### [Task]
Exactly what is written in the records below should be returned, minus the images.

(Point-per-instance localization data)
○ ○ ○ ○ ○

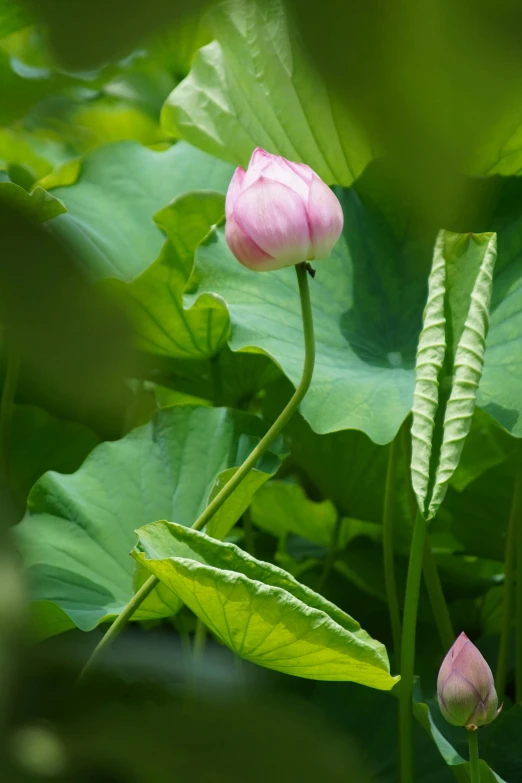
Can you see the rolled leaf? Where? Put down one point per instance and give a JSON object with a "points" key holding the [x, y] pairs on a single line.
{"points": [[259, 611], [450, 358]]}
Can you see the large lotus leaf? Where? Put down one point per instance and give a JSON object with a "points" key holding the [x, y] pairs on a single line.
{"points": [[154, 300], [79, 530], [260, 611], [39, 442], [120, 187], [39, 206], [367, 303], [254, 86], [281, 508]]}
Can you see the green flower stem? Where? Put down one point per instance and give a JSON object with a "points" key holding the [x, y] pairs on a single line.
{"points": [[388, 549], [6, 406], [276, 428], [474, 758], [284, 417], [409, 628], [432, 581], [513, 546], [331, 555], [438, 603], [518, 597], [120, 622]]}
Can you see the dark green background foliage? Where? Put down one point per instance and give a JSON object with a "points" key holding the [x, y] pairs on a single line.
{"points": [[149, 363]]}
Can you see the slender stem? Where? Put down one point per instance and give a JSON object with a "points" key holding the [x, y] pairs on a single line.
{"points": [[309, 340], [409, 628], [518, 595], [200, 640], [284, 417], [432, 581], [331, 555], [6, 406], [438, 603], [121, 621], [508, 600], [388, 549], [474, 758]]}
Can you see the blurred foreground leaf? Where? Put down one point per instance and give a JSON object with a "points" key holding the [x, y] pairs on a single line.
{"points": [[253, 86], [120, 187]]}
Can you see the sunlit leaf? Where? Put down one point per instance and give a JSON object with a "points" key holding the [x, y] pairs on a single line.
{"points": [[79, 530], [260, 611]]}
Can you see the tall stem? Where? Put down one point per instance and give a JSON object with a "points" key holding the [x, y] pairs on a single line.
{"points": [[120, 622], [276, 428], [438, 603], [518, 597], [331, 555], [474, 758], [508, 600], [284, 417], [409, 628], [388, 549], [6, 406]]}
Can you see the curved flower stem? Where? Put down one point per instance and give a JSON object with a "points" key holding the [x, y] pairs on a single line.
{"points": [[409, 628], [269, 437], [512, 564], [438, 603], [388, 550], [474, 758]]}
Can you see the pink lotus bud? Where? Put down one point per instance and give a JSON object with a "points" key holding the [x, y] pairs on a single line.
{"points": [[465, 687], [280, 214]]}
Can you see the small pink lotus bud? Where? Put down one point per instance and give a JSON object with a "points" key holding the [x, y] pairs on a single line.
{"points": [[280, 214], [465, 687]]}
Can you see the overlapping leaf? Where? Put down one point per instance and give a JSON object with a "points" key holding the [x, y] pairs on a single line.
{"points": [[79, 530], [154, 300], [450, 358], [111, 206], [259, 611], [254, 86]]}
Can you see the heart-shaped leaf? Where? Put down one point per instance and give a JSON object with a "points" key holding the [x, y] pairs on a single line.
{"points": [[120, 187], [450, 358], [254, 86], [154, 300], [79, 530], [260, 611]]}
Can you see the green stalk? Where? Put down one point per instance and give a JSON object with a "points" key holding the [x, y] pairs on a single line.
{"points": [[120, 622], [409, 628], [6, 406], [438, 603], [232, 484], [331, 555], [513, 546], [388, 550], [518, 595], [432, 581], [474, 758]]}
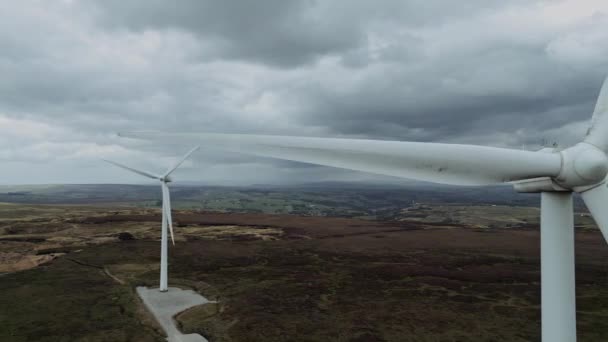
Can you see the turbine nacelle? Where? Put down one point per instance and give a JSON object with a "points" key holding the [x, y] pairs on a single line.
{"points": [[583, 165]]}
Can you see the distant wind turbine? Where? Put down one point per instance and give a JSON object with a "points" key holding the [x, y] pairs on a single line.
{"points": [[166, 211], [555, 173]]}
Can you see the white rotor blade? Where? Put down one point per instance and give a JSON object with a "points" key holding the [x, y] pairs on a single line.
{"points": [[598, 132], [440, 163], [167, 209], [596, 200], [143, 173], [171, 169]]}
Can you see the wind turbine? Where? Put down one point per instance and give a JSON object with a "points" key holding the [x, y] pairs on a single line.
{"points": [[556, 174], [166, 211]]}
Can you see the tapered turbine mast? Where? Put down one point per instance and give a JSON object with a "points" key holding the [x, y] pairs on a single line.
{"points": [[556, 174], [166, 211]]}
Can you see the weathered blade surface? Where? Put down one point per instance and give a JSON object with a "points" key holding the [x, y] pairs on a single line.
{"points": [[171, 169], [433, 162], [139, 172], [598, 132]]}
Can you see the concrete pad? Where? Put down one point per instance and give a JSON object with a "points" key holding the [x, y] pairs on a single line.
{"points": [[165, 305]]}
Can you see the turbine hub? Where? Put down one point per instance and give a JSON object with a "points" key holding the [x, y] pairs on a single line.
{"points": [[582, 165]]}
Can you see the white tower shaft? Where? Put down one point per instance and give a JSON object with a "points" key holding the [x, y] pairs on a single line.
{"points": [[558, 297], [163, 252]]}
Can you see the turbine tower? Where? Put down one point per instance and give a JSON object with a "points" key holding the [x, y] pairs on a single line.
{"points": [[556, 174], [166, 211]]}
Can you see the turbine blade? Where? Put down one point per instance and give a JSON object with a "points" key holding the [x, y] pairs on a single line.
{"points": [[143, 173], [167, 209], [598, 132], [171, 169], [434, 162], [596, 200]]}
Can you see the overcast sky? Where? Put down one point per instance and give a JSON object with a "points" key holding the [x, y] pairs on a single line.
{"points": [[490, 72]]}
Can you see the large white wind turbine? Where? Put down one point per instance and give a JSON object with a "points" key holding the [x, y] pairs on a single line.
{"points": [[166, 211], [556, 174]]}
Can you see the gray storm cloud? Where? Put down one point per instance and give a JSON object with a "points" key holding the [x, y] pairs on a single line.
{"points": [[502, 73]]}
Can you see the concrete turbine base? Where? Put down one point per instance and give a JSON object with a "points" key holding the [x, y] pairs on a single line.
{"points": [[165, 305]]}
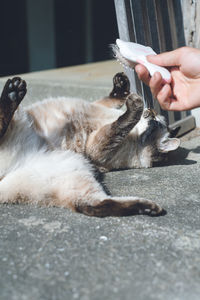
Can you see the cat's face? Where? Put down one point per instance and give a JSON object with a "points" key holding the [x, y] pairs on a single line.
{"points": [[155, 133]]}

○ ○ ○ ○ ○

### [Exercise answer]
Can you see the rolled leaf? Where? Put down one point per instance and give a JSON object with a "points" key holding the [x, y] pairs on a single line.
{"points": [[259, 611], [450, 358]]}
Can you see the large lotus leaf? Where? Put down one point per instance and give a JSON object with a "points" key holding the [x, y] pairs on a single line.
{"points": [[154, 300], [79, 530], [260, 611], [39, 442], [120, 187], [39, 206], [367, 303], [254, 86], [281, 508]]}
Can you see the green flower stem? Where? Put down one point per instance and give a JSON object with a "points" key holding the [x, y] pairs on a single line.
{"points": [[388, 549], [6, 406], [276, 428], [474, 758], [284, 417], [409, 628], [432, 581], [513, 546], [331, 555], [438, 603], [518, 597], [120, 622]]}
Can you see the dark green background foliage? Where? Put down one point per instance and give a JSON object with a "points" key holding the [x, y] pairs on a single line.
{"points": [[149, 363]]}
Can you see the slender stem? Where? Put down one point per instance and give a JSON object with a "points" key holding the [x, y] pairs on a single line.
{"points": [[309, 340], [409, 628], [518, 595], [200, 640], [284, 417], [432, 581], [331, 555], [6, 406], [438, 603], [121, 621], [508, 600], [388, 549], [474, 758]]}
Can you see the blurred foreground leaf? Where? Put down one point per instance and give a JSON object with a "points" key holding the [x, y] pairs on a single line.
{"points": [[253, 86], [120, 187]]}
Can you see the sunlit leaf? Where? Put down one point per instance and give a JSON object with a "points" key holding the [x, y] pairs on a single line.
{"points": [[79, 530], [260, 611]]}
Can you see the tall stem? Where? Put down one point per instance and give a JSON object with a "points" key holding the [x, y] pairs on a single line.
{"points": [[120, 622], [276, 428], [438, 603], [518, 597], [331, 555], [474, 758], [508, 600], [284, 417], [409, 628], [388, 549], [6, 406]]}
Can you see the curved flower stem? Where? Put down one point per instance and give a JSON object with a "points" key holding the [x, y] pairs on a single line.
{"points": [[409, 628], [269, 437], [512, 564], [438, 603], [388, 550], [474, 758]]}
Can you see the pink lotus bud? Where? Put down one point per instance and give a JSON object with a "points" key holding the [x, y] pairs on a single line.
{"points": [[465, 687], [280, 214]]}
Can you see the small pink lotus bud? Where? Put down one point per instance and give a JSON object with a "points" key holding the [x, y] pairs on a single line.
{"points": [[280, 214], [465, 687]]}
Can you see the overlapping leaf? Where? Put down one point per instance and give a JSON object with a "points" key holding the [x, y] pairs on a single line.
{"points": [[79, 530], [154, 300], [450, 358], [111, 206], [259, 611], [254, 86]]}
Can you see the heart-shaped leaf? Where? Put down one point per instance and give a JSON object with a "points" key holding the [x, y] pairs on a single line.
{"points": [[120, 187], [450, 358], [254, 86], [154, 300], [79, 530], [260, 611]]}
Can you see the green stalk? Where? Put down one point per instance and give a JSON object with a "points" key holding the [x, y] pairs on a single line.
{"points": [[120, 622], [409, 628], [6, 406], [438, 603], [232, 484], [331, 555], [513, 546], [388, 550], [518, 595], [432, 581], [474, 758]]}
Can you see the turbine nacelle? Where? Put down one point per instance and give a JSON object with a "points" key holding the [x, y] pairs on a single line.
{"points": [[583, 165]]}
Can you see the distant wind turbine? Where? Put down one point per instance and give a JSON object with a "points" key holding the [x, y] pairs on a single line.
{"points": [[166, 211], [555, 173]]}
Can you see the white rotor blade? Where? Put down one point per instance and give a JSON object with a "points" key holding the [x, y] pairs on a single line.
{"points": [[598, 132], [440, 163], [167, 209], [596, 200], [143, 173], [171, 169]]}
Can you see the wind turbine? Where? Put down one point per instance and give a JSON object with a "points" key holding the [x, y] pairs on a single line.
{"points": [[556, 174], [166, 211]]}
Can you see the tapered turbine mast? Where? Put down one point per instance and give a JSON object with a "points" key holding the [x, y] pairs on a single line.
{"points": [[556, 174], [166, 211]]}
Can you see the weathered blade surface? Where? Put down one point per instance and give a JSON object with a "points" key holding the [x, y] pairs on a single line.
{"points": [[171, 169], [433, 162], [139, 172], [598, 132]]}
Can you see the concrete pad? Where? Put down one point per instance and give a JSON object with a "points" key holding the [x, y] pairs on a single line.
{"points": [[165, 305]]}
Can you see the turbine hub? Where? Put down one point per instance and give a JSON object with a "points" key holding the [x, y] pairs on a single line.
{"points": [[582, 165]]}
Can you see the white tower shaft? Where? Put down one point per instance and give a JSON object with a "points" key holding the [x, y] pairs on a single line.
{"points": [[558, 297], [163, 252]]}
Can you see the turbine tower? Where? Put down one point per instance and give a JSON object with a "points" key holding the [x, y] pairs on a single line.
{"points": [[556, 174], [166, 211]]}
Can you see the turbine blade? Where? Put down one point per instance and give a JSON object with a "points" key holding the [x, y] pairs on a single line.
{"points": [[143, 173], [167, 209], [598, 132], [171, 169], [434, 162], [596, 200]]}
Can you see the overcast sky? Where? Put down one point per instance and give a JSON object with a "points" key holding the [x, y] pairs on a single line.
{"points": [[490, 72]]}
Can you see the large white wind turbine? Where? Put down one point per instance and give a JSON object with a "points" key holding the [x, y] pairs on a single line.
{"points": [[166, 211], [556, 174]]}
Can you see the gray storm cloud? Where? Put down one point per instance and give a JSON object with a "points" key holding the [x, y] pairs on a single line.
{"points": [[502, 73]]}
Can you see the concrete turbine base? Where? Put down one point per instance and give a JSON object with a "points" key holding the [x, y] pairs on a single line.
{"points": [[165, 305]]}
Can you see the cat's face? Where? Put down one point per instance and give a JSON object with a "points" key holding the [x, y] pairs on a single line.
{"points": [[155, 133]]}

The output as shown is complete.